> _Task_
Rewrite the passage of the post about a wise mother from "I remember running" to "he was next.", replacing "three months" with "six weeks".

> _Passage provided_
<<<<

Monday, May 15, 2006

A wise woman

I've been thinking of my mom today. She was indeed a wise woman. She was larger than life to be sure. She did things that I find incredibly brave.

She was born and raised in a coal mining town in Virginia.
She was the forth oldest in a family of eleven kids. I can't even imagine having ten brothers and sisters.
When she was seven years old she was wearing a new wool dress my grandmother had made for the girls for the fall for school. She saw one of her brothers cutting potatoes to fry over a camp fire. She went over to tell him he was cutting them to big and that they wouldn't fry. She bent down to show him how to do it, and her dress caught fire. Her screams brought my very pregnant grandmother running. She put the fire out with her own hands, causing deep burns that would hurt her for years. She then carried my mother miles in her arms to the camp doctor.
From there they somehow got her to the 'big' hospital over in Tenn.
My mom was in and out of it for weeks. The burns on her back were so deep it scared her internal organs and for years they told her she would never conceive, even if she did somehow survive. They finally did send her back home, to die I suspect. They gave her no hope of making it. She did survive, with the help of the camp doctors and my grandmother and her sisters. She used to say she remembered them putting a thick purple ointment on her raw back, until it healed. Modern medicine at the time, had nothing on those camp doctors and the medicine women.

I remember running my finger over the scar on her back when I was little. It covered her entire back from her hips to her shoulders. And she never let it stop her.

When she was sixteen she married her first husband. It lasted three months. My mother had gone to visit one of her sisters who was having a baby. When she came home a day early, she found her new husband and another woman in bed. My mother weighed all of a hundred pounds probably. She drugged that woman out of the bed, they tumbled down the front steps, and my mother broke that woman's nose while banging her head off the grass. She then turned to her terrified husband and told him he was next.
That ended that marriage. lol. They would become friends again thirty years later.

At seventeen, she decided she needed a change. She caught a bus to Ohio. She didn't know a soul there, but that was as far as her 'get her there' money would take her. She got a job as a secretary and found a roommate. She lived there till she was twenty. Then came back home, and married my father. Funny thing was my fathers mother was a midwife too, and on the morning my mother was born, my father was lying in a basket on the floor. He always said, he fell in love with my mother on the day she was born. They were married almost forty years when he died after a long illness. Then my mother followed ten years later.

Some of the things she would say always made me laugh. Sometimes, I would scratch my head trying to figure out what the hell? But, now, I get most of them. lol.

"You lie down with dogs, you'll get up with fleas." Watch what you do, and who you do it with.

"What goes over the devils back, will always come back up under his belly." What goes around, comes around.

"A drunk man, and a whistling woman will both come to a no good end." ??? That one I'm still waiting on.

"Dead men tell no tales, but the cat in the cupboard knows all the secrets." Just listen and keep your mouth shut.

"There are more things than heaven and earth. And time holds no bars on them."


Can you tell that maybe there were witches in the wood pile someplace?? I get that impression too. lol.

She once was arguing with my fairly new husband, when in the middle of a thought, she just stopped, squinted her eyes and said..."If you were a bug in a jar...I wouldn't even give you air holes." She then turned and walked out of the room. I laughed out loud. My husband turned white as a sheet and shut his mouth. Wonder what he thought she was gonna do??
I know what he knew I would do, we were bickering once at a fair, we were standing next to one of those crossbow games. I was so furious at him, I walked over, laid my dollar down, the guy handed me the bow, I lined it up, let it fly, and the arrow hit the bullseye. The guy and my husband looked at each other. I took the stuffed whatever, turned to him, and said...Don't fuck with me, ever. And walked away. I think I got my point across. I had never held a cross bow in my hands before or since. But, it just felt sooo right. lol.

I miss my mom, but I know she is around when I need her.

>>>>

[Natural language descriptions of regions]

<<<<

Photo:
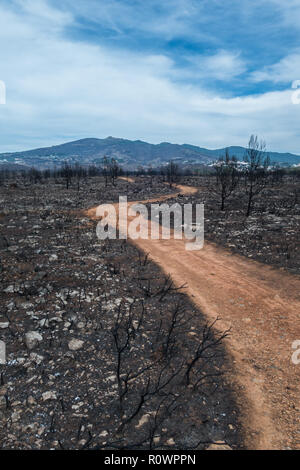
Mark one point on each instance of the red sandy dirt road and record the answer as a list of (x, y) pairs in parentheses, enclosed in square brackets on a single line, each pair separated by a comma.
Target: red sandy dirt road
[(261, 305)]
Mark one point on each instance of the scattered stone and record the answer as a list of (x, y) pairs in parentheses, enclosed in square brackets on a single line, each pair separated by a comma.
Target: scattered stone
[(49, 396), (32, 338), (75, 344)]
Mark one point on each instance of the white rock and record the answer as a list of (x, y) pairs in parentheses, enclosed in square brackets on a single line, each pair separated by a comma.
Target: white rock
[(32, 338), (75, 344), (49, 396)]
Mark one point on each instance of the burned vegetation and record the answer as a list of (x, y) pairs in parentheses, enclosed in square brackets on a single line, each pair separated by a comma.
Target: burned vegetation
[(103, 351)]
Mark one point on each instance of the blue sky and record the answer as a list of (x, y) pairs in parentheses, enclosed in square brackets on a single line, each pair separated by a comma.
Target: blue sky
[(205, 72)]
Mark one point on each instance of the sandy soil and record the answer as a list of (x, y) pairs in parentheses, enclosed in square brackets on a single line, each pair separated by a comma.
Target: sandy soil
[(261, 305)]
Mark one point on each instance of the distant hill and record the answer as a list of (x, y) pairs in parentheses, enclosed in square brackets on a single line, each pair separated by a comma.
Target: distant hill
[(129, 153)]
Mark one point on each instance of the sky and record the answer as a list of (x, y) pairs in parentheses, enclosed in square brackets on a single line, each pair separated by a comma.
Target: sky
[(203, 72)]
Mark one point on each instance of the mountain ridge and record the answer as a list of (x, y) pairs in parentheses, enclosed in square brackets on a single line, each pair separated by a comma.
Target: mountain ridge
[(129, 153)]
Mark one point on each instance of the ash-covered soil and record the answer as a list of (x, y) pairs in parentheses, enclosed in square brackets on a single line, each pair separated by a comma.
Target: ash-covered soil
[(102, 351), (270, 234)]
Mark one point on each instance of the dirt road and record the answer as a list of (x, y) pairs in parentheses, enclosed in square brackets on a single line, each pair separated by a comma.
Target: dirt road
[(262, 307)]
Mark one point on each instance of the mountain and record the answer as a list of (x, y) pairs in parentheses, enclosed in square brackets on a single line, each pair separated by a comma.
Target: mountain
[(128, 153)]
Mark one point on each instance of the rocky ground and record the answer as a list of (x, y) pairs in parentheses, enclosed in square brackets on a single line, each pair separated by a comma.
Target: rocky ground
[(270, 235), (102, 351)]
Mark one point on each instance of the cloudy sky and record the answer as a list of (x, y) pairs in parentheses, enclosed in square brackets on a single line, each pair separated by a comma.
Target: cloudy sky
[(205, 72)]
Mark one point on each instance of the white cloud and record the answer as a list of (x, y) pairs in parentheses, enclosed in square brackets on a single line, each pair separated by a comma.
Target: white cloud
[(284, 71), (223, 65), (58, 90)]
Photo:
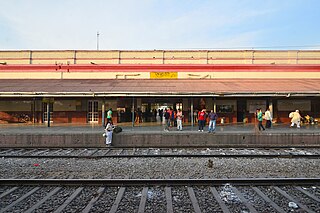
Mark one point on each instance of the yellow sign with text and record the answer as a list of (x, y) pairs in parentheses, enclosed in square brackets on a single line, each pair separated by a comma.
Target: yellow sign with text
[(166, 75)]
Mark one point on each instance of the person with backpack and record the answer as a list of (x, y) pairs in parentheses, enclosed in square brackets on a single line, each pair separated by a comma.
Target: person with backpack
[(179, 120), (167, 119), (201, 119), (212, 121), (108, 133)]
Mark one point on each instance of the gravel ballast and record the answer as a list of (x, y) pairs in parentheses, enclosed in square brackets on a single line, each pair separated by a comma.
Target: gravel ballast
[(159, 168)]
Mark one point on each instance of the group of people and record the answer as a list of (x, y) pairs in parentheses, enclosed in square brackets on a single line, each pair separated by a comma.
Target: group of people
[(295, 118), (171, 117)]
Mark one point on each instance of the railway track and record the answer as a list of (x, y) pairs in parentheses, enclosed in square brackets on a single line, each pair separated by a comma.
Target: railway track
[(160, 195), (154, 152)]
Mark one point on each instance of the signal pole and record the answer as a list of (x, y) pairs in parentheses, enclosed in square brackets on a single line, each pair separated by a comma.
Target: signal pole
[(98, 40)]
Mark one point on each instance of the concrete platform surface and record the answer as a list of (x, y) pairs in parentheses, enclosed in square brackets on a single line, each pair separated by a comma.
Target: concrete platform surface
[(155, 136)]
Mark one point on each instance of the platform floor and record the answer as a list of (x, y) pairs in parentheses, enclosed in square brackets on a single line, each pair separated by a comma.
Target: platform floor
[(154, 136), (148, 128)]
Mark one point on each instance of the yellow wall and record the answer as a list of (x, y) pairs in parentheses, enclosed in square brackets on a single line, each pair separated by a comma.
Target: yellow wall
[(161, 57)]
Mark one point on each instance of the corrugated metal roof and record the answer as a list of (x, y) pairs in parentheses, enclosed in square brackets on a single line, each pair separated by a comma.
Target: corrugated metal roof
[(158, 87)]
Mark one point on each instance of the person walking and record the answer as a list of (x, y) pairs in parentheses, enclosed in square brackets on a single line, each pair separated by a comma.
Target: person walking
[(109, 116), (268, 117), (212, 121), (201, 119), (295, 118), (179, 120), (260, 119), (108, 133), (167, 119)]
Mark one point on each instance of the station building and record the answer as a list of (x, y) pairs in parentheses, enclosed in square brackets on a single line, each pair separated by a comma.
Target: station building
[(79, 86)]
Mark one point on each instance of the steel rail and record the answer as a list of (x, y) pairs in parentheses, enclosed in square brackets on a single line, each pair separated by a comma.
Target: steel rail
[(313, 156), (162, 182)]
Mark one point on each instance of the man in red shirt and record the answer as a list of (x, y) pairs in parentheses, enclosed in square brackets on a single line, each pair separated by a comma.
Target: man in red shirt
[(201, 119)]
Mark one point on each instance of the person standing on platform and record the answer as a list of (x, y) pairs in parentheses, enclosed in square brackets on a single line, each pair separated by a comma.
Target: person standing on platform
[(167, 119), (179, 120), (160, 112), (108, 133), (212, 121), (201, 119), (295, 118), (109, 116), (260, 119), (268, 117)]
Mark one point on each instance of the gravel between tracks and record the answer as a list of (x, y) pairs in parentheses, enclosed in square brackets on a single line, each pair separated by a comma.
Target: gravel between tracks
[(157, 168)]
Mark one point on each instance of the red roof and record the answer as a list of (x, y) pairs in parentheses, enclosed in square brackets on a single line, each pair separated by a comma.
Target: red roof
[(159, 87)]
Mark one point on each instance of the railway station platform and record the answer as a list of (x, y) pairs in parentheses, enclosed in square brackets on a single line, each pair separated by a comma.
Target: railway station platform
[(230, 135)]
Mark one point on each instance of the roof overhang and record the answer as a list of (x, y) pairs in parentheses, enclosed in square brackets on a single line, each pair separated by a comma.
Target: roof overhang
[(159, 88)]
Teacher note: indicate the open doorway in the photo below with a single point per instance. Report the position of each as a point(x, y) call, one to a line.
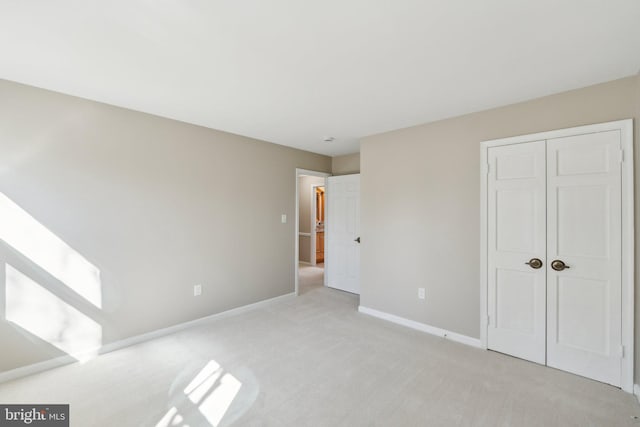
point(310, 230)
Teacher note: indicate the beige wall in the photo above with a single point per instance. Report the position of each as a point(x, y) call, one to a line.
point(157, 205)
point(420, 201)
point(345, 165)
point(304, 210)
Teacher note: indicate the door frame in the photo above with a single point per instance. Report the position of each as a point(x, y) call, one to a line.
point(296, 256)
point(626, 138)
point(313, 218)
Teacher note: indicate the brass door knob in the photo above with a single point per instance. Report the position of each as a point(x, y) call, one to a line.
point(558, 265)
point(534, 263)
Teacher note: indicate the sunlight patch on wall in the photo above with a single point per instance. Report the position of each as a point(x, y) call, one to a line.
point(46, 316)
point(26, 235)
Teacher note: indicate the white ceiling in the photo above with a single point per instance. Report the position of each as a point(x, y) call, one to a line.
point(294, 71)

>>>>

> _Answer to the exercise_
I remember running my finger over the scar on her back when I was little. It covered her entire back from her hips to her shoulders. And she never let it stop her.

When she was sixteen she married her first husband. It lasted six weeks. My mother had gone to visit one of her sisters who was having a baby. When she came home a day early, she found her new husband and another woman in bed. My mother weighed all of a hundred pounds probably. She drugged that woman out of the bed, they tumbled down the front steps, and my mother broke that woman's nose while banging her head off the grass. She then turned to her terrified husband and told him he was next.